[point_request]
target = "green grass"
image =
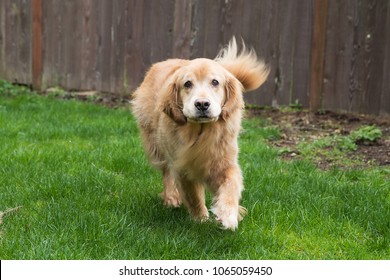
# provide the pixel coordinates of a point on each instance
(86, 191)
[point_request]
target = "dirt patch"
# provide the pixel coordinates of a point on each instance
(303, 127)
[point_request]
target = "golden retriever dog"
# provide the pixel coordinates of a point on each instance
(189, 114)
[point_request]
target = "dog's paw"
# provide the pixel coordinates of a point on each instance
(227, 216)
(201, 216)
(171, 200)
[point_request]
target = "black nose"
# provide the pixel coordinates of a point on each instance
(202, 104)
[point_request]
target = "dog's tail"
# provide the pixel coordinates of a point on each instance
(244, 65)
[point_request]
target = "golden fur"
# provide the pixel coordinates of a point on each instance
(189, 113)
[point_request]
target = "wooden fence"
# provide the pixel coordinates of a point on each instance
(326, 54)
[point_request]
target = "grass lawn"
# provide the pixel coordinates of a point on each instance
(75, 184)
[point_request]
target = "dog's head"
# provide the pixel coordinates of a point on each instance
(204, 90)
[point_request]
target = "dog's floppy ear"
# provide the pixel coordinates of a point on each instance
(173, 105)
(233, 98)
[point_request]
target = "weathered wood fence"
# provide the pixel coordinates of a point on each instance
(326, 54)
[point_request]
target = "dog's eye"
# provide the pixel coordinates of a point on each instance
(188, 84)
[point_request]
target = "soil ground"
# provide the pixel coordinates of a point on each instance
(299, 125)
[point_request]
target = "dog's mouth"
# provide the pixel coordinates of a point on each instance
(202, 119)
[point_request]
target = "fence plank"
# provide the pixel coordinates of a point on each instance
(317, 53)
(37, 65)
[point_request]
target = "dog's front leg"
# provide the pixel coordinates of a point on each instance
(227, 187)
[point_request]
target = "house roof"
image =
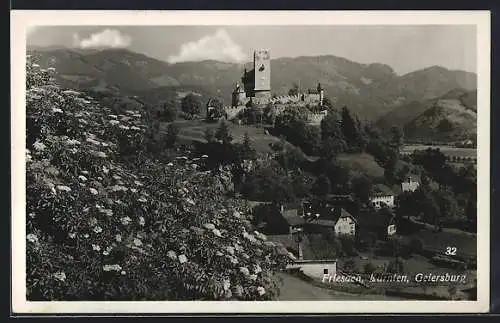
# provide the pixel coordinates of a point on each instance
(330, 216)
(373, 219)
(381, 189)
(292, 217)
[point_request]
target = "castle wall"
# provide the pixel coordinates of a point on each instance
(232, 112)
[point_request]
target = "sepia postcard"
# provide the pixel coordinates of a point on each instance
(250, 162)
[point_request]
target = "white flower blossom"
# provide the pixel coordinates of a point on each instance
(94, 142)
(39, 145)
(107, 212)
(32, 238)
(99, 154)
(107, 251)
(217, 232)
(64, 188)
(182, 259)
(209, 226)
(115, 267)
(60, 275)
(226, 283)
(171, 254)
(73, 142)
(244, 271)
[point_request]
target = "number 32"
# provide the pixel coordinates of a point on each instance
(451, 251)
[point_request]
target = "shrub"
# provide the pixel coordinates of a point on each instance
(102, 227)
(369, 268)
(349, 265)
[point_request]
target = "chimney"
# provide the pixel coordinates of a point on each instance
(301, 254)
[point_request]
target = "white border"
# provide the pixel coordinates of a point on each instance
(20, 20)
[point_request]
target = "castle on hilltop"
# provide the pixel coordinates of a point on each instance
(256, 91)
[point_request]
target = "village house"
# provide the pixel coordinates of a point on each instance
(382, 223)
(381, 195)
(409, 185)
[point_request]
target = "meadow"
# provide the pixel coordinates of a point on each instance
(447, 150)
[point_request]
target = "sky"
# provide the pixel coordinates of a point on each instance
(405, 48)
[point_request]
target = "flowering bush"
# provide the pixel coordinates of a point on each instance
(103, 227)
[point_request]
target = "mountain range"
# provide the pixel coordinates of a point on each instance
(369, 90)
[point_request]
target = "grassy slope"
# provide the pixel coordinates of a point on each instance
(363, 163)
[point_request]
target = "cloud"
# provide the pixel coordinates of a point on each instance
(218, 46)
(106, 38)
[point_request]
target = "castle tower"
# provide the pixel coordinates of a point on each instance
(321, 93)
(262, 76)
(239, 96)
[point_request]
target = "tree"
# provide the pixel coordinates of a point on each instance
(448, 206)
(351, 129)
(396, 137)
(322, 186)
(223, 134)
(361, 187)
(217, 110)
(426, 205)
(332, 138)
(369, 268)
(210, 135)
(191, 105)
(171, 134)
(246, 150)
(294, 90)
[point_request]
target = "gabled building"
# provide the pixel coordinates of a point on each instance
(409, 185)
(381, 195)
(382, 223)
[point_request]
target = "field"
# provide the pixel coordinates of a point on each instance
(363, 163)
(195, 130)
(447, 150)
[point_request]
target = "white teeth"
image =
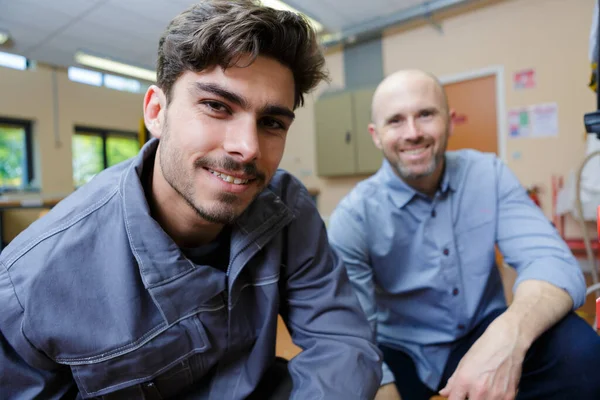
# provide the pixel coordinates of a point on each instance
(229, 179)
(415, 151)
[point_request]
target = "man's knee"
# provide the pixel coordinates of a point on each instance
(577, 343)
(567, 357)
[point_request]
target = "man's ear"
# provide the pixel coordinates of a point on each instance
(375, 136)
(155, 106)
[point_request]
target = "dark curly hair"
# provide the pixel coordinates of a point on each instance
(221, 32)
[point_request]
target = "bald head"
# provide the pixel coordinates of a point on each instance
(406, 83)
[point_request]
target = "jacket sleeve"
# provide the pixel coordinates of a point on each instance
(529, 242)
(347, 235)
(339, 358)
(25, 373)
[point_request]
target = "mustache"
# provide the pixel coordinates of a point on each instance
(229, 164)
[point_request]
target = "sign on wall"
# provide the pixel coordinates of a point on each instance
(538, 120)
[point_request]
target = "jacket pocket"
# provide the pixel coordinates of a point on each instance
(153, 368)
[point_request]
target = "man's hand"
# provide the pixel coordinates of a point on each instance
(388, 392)
(491, 369)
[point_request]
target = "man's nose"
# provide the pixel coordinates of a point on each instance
(242, 141)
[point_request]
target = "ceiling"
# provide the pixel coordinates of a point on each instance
(51, 31)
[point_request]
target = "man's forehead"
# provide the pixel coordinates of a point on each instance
(406, 93)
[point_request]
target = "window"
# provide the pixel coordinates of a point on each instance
(85, 76)
(96, 149)
(95, 78)
(16, 160)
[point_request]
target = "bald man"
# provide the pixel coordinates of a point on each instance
(418, 239)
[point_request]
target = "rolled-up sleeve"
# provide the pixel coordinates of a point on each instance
(339, 359)
(25, 372)
(530, 243)
(347, 235)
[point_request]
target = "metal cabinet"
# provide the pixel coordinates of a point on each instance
(344, 146)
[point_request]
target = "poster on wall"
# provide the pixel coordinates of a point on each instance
(518, 122)
(544, 120)
(524, 79)
(538, 120)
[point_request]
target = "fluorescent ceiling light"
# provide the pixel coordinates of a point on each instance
(280, 5)
(4, 37)
(115, 66)
(13, 61)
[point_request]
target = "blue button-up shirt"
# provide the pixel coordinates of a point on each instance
(424, 268)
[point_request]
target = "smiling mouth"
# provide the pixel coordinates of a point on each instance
(229, 178)
(417, 151)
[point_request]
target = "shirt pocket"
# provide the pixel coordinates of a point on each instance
(475, 242)
(154, 367)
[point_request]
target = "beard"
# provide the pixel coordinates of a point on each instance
(227, 206)
(407, 172)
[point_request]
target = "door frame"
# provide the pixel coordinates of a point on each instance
(501, 123)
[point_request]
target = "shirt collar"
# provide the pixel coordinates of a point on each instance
(403, 193)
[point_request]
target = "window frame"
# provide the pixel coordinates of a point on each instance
(104, 134)
(29, 173)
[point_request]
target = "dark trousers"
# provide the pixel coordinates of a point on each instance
(276, 383)
(564, 363)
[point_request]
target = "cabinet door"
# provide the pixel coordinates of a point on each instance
(335, 137)
(368, 157)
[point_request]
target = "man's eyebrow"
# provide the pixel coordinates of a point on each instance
(221, 92)
(278, 110)
(270, 109)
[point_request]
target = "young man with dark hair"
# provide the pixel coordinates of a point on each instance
(164, 276)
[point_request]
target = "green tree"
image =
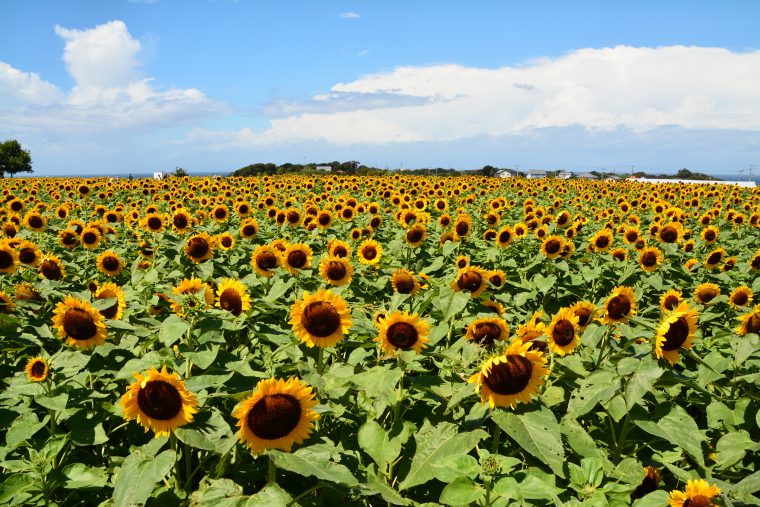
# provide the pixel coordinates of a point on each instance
(14, 159)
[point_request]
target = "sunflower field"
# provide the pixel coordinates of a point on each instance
(378, 340)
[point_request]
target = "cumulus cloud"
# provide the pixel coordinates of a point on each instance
(626, 87)
(110, 90)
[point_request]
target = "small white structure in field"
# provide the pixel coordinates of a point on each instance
(536, 173)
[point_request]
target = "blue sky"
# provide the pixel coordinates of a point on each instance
(120, 86)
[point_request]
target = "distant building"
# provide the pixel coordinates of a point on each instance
(506, 173)
(536, 173)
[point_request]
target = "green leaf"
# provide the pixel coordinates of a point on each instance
(678, 428)
(643, 377)
(138, 476)
(461, 492)
(209, 431)
(598, 387)
(80, 476)
(172, 329)
(538, 432)
(732, 447)
(434, 443)
(308, 463)
(375, 441)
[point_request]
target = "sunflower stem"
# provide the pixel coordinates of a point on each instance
(271, 471)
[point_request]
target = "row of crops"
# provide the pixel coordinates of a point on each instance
(396, 340)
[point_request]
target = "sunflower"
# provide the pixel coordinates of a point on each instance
(620, 305)
(670, 300)
(402, 331)
(109, 263)
(109, 291)
(51, 267)
(741, 296)
(8, 258)
(225, 240)
(296, 257)
(186, 289)
(650, 258)
(90, 237)
(601, 241)
(487, 331)
(77, 322)
(265, 259)
(750, 322)
(416, 235)
(336, 270)
(404, 282)
(200, 247)
(563, 335)
(706, 292)
(277, 415)
(584, 310)
(510, 377)
(370, 252)
(159, 401)
(552, 246)
(714, 258)
(339, 248)
(232, 296)
(37, 369)
(320, 319)
(676, 331)
(471, 279)
(698, 493)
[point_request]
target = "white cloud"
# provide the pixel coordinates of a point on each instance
(110, 90)
(598, 89)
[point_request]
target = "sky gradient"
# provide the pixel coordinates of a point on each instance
(144, 85)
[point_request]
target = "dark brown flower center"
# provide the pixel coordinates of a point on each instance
(563, 333)
(6, 259)
(320, 319)
(552, 246)
(297, 259)
(38, 369)
(486, 333)
(649, 259)
(78, 324)
(402, 335)
(27, 255)
(369, 252)
(676, 334)
(618, 307)
(231, 301)
(110, 263)
(51, 270)
(274, 416)
(707, 294)
(197, 247)
(335, 271)
(266, 261)
(470, 281)
(159, 400)
(510, 376)
(669, 234)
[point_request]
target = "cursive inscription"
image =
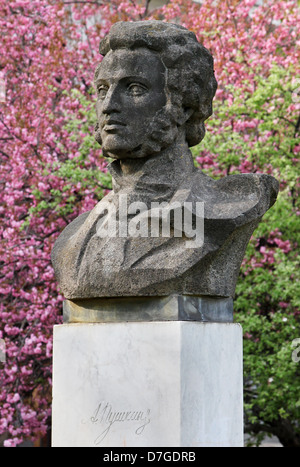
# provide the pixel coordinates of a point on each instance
(106, 416)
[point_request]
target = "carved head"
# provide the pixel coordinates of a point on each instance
(155, 78)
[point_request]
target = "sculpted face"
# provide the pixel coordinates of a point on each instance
(130, 96)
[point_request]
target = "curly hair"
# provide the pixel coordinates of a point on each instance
(190, 72)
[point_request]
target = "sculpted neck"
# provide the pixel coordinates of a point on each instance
(165, 171)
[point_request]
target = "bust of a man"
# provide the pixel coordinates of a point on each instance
(155, 87)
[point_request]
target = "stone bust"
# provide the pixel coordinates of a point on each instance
(155, 87)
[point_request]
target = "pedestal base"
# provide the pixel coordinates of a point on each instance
(149, 384)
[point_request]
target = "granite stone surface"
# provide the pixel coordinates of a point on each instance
(155, 87)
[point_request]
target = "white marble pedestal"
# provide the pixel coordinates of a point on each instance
(149, 384)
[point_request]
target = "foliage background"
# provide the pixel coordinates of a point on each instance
(52, 170)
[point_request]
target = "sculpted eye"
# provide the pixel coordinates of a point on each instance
(102, 91)
(137, 89)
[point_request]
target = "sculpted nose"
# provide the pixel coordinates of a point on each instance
(111, 102)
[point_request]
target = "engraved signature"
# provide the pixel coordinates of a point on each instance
(106, 416)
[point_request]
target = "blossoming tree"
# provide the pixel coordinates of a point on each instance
(52, 170)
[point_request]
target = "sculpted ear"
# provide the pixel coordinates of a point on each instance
(184, 115)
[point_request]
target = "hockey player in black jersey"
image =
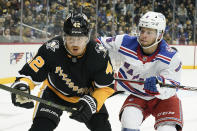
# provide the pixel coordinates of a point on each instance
(75, 72)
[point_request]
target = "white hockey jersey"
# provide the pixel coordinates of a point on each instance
(164, 62)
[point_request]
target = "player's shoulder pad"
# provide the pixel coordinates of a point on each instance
(129, 41)
(98, 49)
(53, 44)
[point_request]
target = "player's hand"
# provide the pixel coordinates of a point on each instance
(85, 108)
(152, 84)
(19, 100)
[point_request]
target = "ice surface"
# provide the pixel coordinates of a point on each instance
(18, 119)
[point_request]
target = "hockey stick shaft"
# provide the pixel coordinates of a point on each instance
(189, 88)
(49, 103)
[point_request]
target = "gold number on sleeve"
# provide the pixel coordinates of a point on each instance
(37, 63)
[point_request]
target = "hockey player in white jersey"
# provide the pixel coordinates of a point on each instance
(148, 58)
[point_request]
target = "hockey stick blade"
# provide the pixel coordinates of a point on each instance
(49, 103)
(189, 88)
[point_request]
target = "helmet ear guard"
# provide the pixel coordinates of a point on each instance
(76, 24)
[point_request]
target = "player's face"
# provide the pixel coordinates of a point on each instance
(76, 44)
(147, 36)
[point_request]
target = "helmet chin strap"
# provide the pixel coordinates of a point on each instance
(147, 47)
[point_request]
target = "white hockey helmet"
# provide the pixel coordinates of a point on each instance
(153, 20)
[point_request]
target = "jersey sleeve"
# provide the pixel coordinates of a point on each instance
(172, 76)
(113, 44)
(37, 69)
(103, 80)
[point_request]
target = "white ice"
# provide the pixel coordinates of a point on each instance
(18, 119)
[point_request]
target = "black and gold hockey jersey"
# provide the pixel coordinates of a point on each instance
(72, 77)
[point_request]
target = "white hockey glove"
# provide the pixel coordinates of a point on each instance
(85, 108)
(153, 86)
(19, 100)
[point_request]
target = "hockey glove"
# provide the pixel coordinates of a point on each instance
(19, 100)
(152, 84)
(85, 108)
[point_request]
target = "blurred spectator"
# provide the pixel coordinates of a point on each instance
(182, 13)
(6, 35)
(113, 16)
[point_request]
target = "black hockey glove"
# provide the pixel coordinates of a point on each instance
(19, 100)
(85, 108)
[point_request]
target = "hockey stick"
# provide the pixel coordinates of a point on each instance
(49, 103)
(189, 88)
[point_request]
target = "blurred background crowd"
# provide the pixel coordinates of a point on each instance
(34, 21)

SET TASK: Count how many lines of the material above contain the word "white". Reply with the number alone.

OUTPUT FOR THIS EXERCISE: 11